Supplied material:
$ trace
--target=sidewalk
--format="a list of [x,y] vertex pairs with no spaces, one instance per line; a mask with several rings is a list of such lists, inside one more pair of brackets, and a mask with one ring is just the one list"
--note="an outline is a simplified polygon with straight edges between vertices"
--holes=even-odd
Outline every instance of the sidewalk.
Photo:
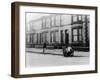
[[[31,53],[43,53],[43,49],[41,48],[27,48],[26,52]],[[62,49],[46,49],[45,54],[52,54],[52,55],[63,55]],[[74,51],[74,56],[85,56],[89,57],[89,52],[83,52],[83,51]]]
[[[39,48],[27,48],[26,52],[43,53],[43,49]],[[62,55],[62,49],[46,49],[45,54],[58,54]]]

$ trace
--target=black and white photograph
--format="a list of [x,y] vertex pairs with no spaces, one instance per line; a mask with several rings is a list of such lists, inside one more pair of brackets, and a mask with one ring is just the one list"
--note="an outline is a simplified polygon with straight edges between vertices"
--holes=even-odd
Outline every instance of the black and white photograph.
[[13,6],[14,77],[97,73],[97,7],[24,2]]
[[26,12],[26,67],[86,65],[90,15]]

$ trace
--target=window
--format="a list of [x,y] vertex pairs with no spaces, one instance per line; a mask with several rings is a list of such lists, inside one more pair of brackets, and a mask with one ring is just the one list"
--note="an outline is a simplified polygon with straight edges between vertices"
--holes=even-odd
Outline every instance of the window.
[[77,15],[73,16],[73,22],[77,22]]
[[82,20],[82,16],[78,16],[78,19],[79,19],[79,21],[81,21]]
[[60,15],[55,16],[56,26],[60,26]]
[[50,17],[46,18],[46,27],[50,27]]
[[72,41],[73,42],[82,41],[82,28],[77,27],[72,29]]

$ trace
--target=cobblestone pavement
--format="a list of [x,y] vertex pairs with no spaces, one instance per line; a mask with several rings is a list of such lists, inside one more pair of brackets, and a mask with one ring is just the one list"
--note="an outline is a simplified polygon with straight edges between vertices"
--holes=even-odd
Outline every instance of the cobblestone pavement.
[[63,66],[63,65],[83,65],[89,64],[89,52],[74,51],[73,57],[64,57],[62,49],[26,49],[26,66]]

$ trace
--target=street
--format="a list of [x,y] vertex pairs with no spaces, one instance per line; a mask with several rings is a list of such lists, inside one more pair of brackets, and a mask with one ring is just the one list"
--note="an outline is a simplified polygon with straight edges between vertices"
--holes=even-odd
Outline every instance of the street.
[[26,49],[26,67],[89,64],[89,52],[74,51],[73,57],[64,57],[62,49]]

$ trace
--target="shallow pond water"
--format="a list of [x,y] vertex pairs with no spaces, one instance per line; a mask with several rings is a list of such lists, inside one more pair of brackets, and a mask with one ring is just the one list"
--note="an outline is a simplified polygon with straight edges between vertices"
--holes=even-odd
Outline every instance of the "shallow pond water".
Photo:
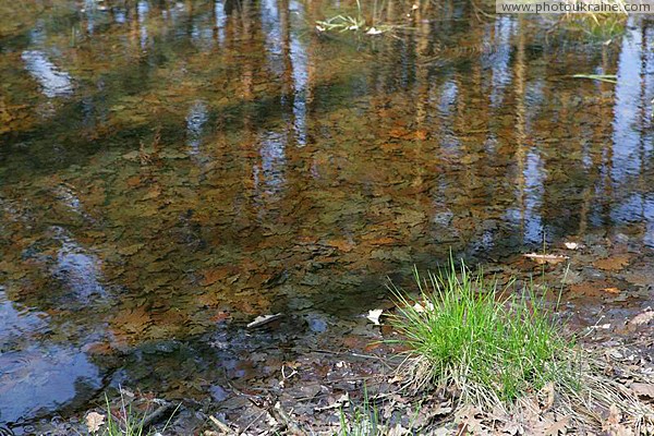
[[119,383],[219,401],[450,250],[617,234],[650,283],[651,22],[605,45],[459,1],[391,3],[411,29],[378,37],[316,33],[328,1],[3,3],[0,422]]

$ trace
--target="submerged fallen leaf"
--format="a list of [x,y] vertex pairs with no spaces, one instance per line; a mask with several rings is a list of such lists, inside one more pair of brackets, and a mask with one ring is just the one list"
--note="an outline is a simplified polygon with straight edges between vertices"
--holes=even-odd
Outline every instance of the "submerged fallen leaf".
[[256,318],[254,318],[254,320],[252,323],[247,324],[247,328],[261,327],[268,323],[272,323],[275,319],[278,319],[280,317],[281,317],[280,313],[275,314],[275,315],[261,315],[261,316],[257,316]]
[[603,259],[595,261],[595,267],[606,270],[619,270],[629,264],[629,256],[626,254],[619,254],[613,257],[606,257]]
[[365,317],[368,318],[374,325],[378,326],[379,316],[382,316],[382,312],[384,312],[383,308],[374,308],[372,311],[368,311],[368,314]]
[[523,256],[529,257],[530,259],[534,261],[538,265],[544,265],[544,264],[556,265],[556,264],[560,264],[561,262],[565,262],[566,259],[569,258],[568,256],[565,256],[562,254],[529,253],[529,254],[524,254]]
[[86,415],[86,428],[88,432],[96,433],[105,423],[105,415],[98,412],[90,412]]

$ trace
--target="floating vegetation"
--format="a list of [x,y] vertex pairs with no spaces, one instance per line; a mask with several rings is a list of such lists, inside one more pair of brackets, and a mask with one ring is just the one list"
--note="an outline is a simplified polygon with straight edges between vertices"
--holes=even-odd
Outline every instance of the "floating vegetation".
[[[416,8],[417,5],[413,5],[412,11]],[[380,35],[387,32],[407,27],[401,24],[391,24],[383,22],[380,19],[382,10],[383,5],[382,8],[379,8],[377,1],[375,1],[372,17],[370,20],[366,20],[361,7],[361,1],[356,0],[355,15],[337,14],[325,20],[316,21],[316,29],[318,32],[354,32],[363,33],[365,35]]]
[[615,74],[574,74],[574,78],[590,78],[606,83],[618,83],[618,76]]

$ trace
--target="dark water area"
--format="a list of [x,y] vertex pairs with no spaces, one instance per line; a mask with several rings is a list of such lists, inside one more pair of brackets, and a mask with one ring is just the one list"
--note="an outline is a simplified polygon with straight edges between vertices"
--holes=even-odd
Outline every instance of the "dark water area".
[[221,400],[450,250],[619,235],[652,270],[652,21],[399,2],[411,29],[318,34],[338,4],[0,1],[0,422],[121,383]]

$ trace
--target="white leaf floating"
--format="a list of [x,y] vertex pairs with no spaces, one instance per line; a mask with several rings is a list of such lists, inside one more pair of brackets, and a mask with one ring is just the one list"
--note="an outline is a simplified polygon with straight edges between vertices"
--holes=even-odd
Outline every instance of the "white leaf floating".
[[383,312],[383,308],[373,308],[372,311],[368,311],[366,318],[368,318],[374,325],[379,326],[379,316],[382,316]]
[[105,423],[105,415],[98,412],[90,412],[86,415],[86,427],[89,433],[97,433]]

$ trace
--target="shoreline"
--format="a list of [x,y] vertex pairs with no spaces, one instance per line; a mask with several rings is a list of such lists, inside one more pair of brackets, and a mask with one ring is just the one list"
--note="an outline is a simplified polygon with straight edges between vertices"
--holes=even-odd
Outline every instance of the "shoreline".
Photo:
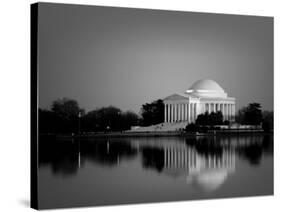
[[208,133],[186,133],[186,132],[109,132],[95,133],[87,135],[55,135],[45,134],[39,138],[55,138],[55,139],[92,139],[92,138],[133,138],[133,137],[217,137],[217,136],[234,136],[234,135],[273,135],[273,132],[264,131],[215,131]]

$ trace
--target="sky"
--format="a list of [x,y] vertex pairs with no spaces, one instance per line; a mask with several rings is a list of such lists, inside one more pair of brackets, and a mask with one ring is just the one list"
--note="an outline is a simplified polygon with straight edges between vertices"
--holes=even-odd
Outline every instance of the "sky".
[[141,105],[215,80],[236,109],[273,110],[273,18],[39,4],[39,107]]

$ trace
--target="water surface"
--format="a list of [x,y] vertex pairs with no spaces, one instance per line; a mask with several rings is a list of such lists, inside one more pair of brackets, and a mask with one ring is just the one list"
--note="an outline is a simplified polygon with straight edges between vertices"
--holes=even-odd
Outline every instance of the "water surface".
[[40,140],[39,208],[273,194],[273,136]]

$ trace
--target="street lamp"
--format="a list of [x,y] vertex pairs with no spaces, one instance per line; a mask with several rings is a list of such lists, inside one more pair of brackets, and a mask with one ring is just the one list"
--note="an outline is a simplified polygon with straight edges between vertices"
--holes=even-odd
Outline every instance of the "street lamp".
[[81,124],[80,124],[80,119],[81,119],[81,111],[79,111],[78,113],[78,135],[80,137],[80,134],[81,134]]

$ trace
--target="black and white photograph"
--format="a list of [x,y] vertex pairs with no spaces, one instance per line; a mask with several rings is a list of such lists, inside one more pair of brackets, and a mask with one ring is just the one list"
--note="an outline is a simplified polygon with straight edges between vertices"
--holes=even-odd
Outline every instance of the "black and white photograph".
[[274,19],[31,5],[31,207],[274,194]]

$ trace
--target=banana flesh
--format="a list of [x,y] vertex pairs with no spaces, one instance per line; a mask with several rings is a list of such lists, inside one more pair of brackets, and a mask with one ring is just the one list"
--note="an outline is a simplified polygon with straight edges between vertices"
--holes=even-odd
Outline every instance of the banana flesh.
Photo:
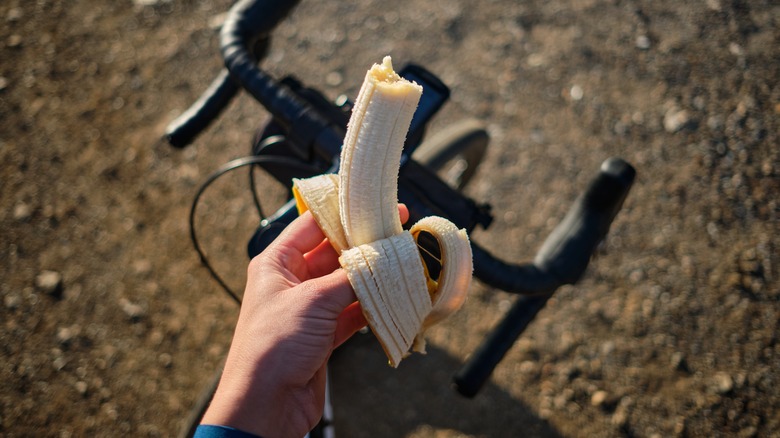
[[[397,367],[410,349],[425,351],[425,329],[456,311],[472,276],[465,230],[427,217],[404,231],[398,171],[422,87],[401,78],[390,57],[367,73],[352,110],[338,175],[294,180],[298,210],[311,210],[340,253],[371,330]],[[439,244],[441,272],[430,278],[417,247],[420,233]]]

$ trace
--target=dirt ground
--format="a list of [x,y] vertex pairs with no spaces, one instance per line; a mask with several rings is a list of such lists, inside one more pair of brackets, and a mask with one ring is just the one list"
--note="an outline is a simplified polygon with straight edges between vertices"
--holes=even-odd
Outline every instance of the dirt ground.
[[[0,4],[0,436],[175,435],[218,369],[237,308],[187,216],[267,116],[243,95],[188,149],[161,136],[219,72],[229,3]],[[386,54],[451,87],[432,130],[488,125],[468,193],[496,220],[472,238],[502,258],[531,259],[607,157],[638,178],[475,399],[451,376],[514,299],[479,281],[398,370],[369,335],[344,346],[340,436],[780,436],[777,3],[304,0],[264,65],[354,97]],[[198,210],[238,290],[247,187]]]

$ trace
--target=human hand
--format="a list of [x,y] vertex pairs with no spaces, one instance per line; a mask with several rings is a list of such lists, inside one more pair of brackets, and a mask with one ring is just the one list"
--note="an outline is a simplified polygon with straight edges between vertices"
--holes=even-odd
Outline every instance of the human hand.
[[[409,213],[400,206],[401,221]],[[366,320],[311,213],[249,264],[233,341],[202,424],[300,438],[322,416],[333,349]]]

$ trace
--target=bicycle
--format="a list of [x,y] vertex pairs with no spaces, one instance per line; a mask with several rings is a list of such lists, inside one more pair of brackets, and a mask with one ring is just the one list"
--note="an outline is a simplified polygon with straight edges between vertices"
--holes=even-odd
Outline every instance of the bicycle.
[[[346,131],[351,102],[345,97],[335,102],[301,84],[292,76],[272,78],[258,67],[268,51],[270,34],[296,6],[296,1],[242,0],[228,13],[220,32],[225,69],[203,95],[166,130],[169,143],[185,147],[214,120],[240,91],[249,92],[270,114],[271,121],[255,139],[252,155],[234,160],[215,172],[195,196],[190,212],[191,237],[204,265],[233,298],[240,299],[208,264],[195,232],[197,201],[219,176],[239,167],[250,166],[250,187],[258,211],[252,169],[260,167],[288,190],[293,178],[306,178],[338,169],[341,141]],[[433,73],[418,65],[400,71],[407,79],[423,86],[424,92],[409,129],[399,175],[399,201],[409,208],[409,223],[438,215],[450,219],[469,232],[487,229],[493,219],[490,206],[463,194],[473,178],[489,142],[487,131],[478,122],[468,121],[424,140],[426,127],[449,98],[449,88]],[[474,397],[503,359],[514,341],[544,307],[556,289],[576,283],[584,273],[591,254],[609,231],[622,207],[636,171],[619,158],[609,158],[590,182],[563,221],[553,230],[533,262],[513,264],[502,261],[472,241],[474,275],[484,284],[520,295],[502,321],[453,377],[456,390]],[[259,254],[297,216],[290,199],[272,215],[261,220],[247,246],[251,257]],[[438,256],[435,240],[420,239],[423,253],[434,258],[425,262],[434,267]],[[205,411],[217,376],[196,404],[185,435],[194,431]],[[330,436],[329,406],[324,420],[311,436]]]

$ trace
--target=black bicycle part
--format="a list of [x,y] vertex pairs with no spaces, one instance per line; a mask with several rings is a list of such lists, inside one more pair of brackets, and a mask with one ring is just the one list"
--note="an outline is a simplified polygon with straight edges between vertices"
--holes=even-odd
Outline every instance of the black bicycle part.
[[[263,59],[268,53],[269,41],[263,38],[254,44],[253,54],[256,59]],[[198,100],[168,124],[165,129],[168,143],[177,148],[188,146],[222,113],[240,90],[241,85],[230,77],[227,69],[222,69]]]
[[[453,378],[456,390],[473,397],[515,340],[561,285],[574,284],[585,272],[591,254],[606,236],[623,205],[636,176],[636,170],[619,158],[610,158],[585,192],[574,202],[563,221],[539,250],[534,263],[518,272],[487,253],[475,253],[475,275],[493,280],[491,286],[507,291],[527,291],[519,279],[534,279],[535,296],[521,296]],[[515,275],[506,275],[513,272]],[[500,274],[500,275],[498,275]]]
[[227,285],[227,283],[222,279],[222,277],[217,273],[217,271],[211,266],[211,263],[209,263],[208,258],[206,257],[205,251],[200,246],[200,242],[198,241],[198,236],[195,230],[195,213],[198,208],[198,201],[200,200],[200,197],[203,195],[206,189],[212,183],[214,183],[214,181],[219,179],[222,175],[225,175],[226,173],[238,169],[240,167],[252,166],[252,165],[265,165],[269,163],[273,163],[274,166],[296,169],[298,172],[312,172],[316,170],[316,169],[312,169],[312,167],[308,163],[302,162],[300,160],[290,159],[288,157],[261,155],[261,156],[238,158],[223,165],[222,167],[217,169],[214,173],[212,173],[209,176],[209,178],[200,186],[198,191],[195,193],[195,198],[193,199],[192,206],[190,207],[190,216],[189,216],[190,239],[192,240],[192,245],[195,247],[195,251],[198,253],[198,256],[200,257],[201,264],[204,267],[206,267],[206,269],[209,271],[209,273],[214,278],[214,280],[217,283],[219,283],[220,287],[222,287],[225,293],[227,293],[228,296],[230,296],[230,298],[233,301],[235,301],[236,304],[238,305],[241,305],[241,298],[239,298],[239,296]]

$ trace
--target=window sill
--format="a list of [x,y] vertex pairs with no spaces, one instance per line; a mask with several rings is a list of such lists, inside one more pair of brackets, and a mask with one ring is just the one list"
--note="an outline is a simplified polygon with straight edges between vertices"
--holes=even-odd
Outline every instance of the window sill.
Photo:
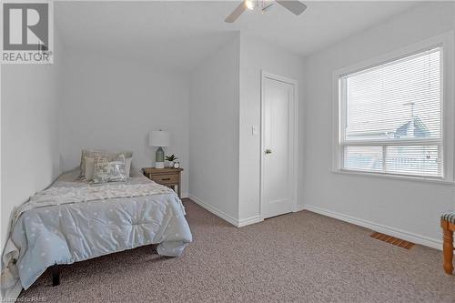
[[340,174],[340,175],[347,175],[347,176],[379,177],[379,178],[391,179],[391,180],[425,182],[425,183],[433,183],[433,184],[448,185],[448,186],[455,185],[454,181],[448,181],[448,180],[444,180],[441,178],[436,178],[436,177],[370,173],[370,172],[364,172],[364,171],[358,171],[358,170],[348,170],[348,169],[335,169],[335,170],[332,170],[332,173]]

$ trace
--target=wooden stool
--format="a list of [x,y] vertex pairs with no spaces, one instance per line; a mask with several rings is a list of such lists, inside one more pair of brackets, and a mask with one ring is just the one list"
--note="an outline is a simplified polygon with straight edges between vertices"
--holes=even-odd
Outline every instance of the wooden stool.
[[455,231],[455,212],[446,213],[440,217],[440,227],[444,232],[444,270],[451,275],[453,272],[453,232]]

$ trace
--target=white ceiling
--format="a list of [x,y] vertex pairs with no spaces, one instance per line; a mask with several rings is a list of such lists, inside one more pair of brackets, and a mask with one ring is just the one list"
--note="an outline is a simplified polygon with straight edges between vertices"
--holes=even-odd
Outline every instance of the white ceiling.
[[54,10],[68,47],[189,71],[238,31],[306,56],[416,5],[303,2],[308,9],[299,16],[274,5],[234,24],[224,19],[239,1],[56,2]]

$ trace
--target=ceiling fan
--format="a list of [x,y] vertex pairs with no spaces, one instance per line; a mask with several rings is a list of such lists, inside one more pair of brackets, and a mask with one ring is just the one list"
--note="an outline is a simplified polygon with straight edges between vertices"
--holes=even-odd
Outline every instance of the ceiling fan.
[[233,23],[236,21],[243,12],[247,9],[254,10],[256,7],[260,6],[262,13],[267,12],[275,3],[282,5],[286,9],[291,11],[298,15],[307,9],[307,5],[298,0],[244,0],[225,19],[227,23]]

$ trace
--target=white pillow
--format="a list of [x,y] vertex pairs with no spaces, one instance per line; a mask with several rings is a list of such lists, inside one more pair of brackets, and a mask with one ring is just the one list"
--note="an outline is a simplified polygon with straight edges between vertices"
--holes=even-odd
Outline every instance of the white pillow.
[[[85,165],[86,165],[86,180],[92,181],[93,174],[95,173],[95,162],[97,157],[85,157]],[[126,177],[129,177],[129,171],[131,170],[131,161],[133,157],[127,157],[125,159],[125,171],[126,172]]]

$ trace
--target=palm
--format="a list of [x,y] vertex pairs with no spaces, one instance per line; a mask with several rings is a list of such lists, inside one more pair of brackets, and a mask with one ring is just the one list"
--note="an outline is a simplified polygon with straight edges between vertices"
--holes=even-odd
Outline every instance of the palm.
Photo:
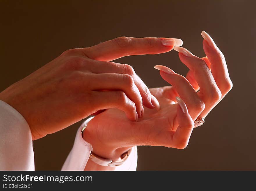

Short problem:
Pick out every line in the material above that contains the word "fallen". Case counts.

Correct output:
--target="submerged fallen leaf"
Outline every instance of the "submerged fallen leaf".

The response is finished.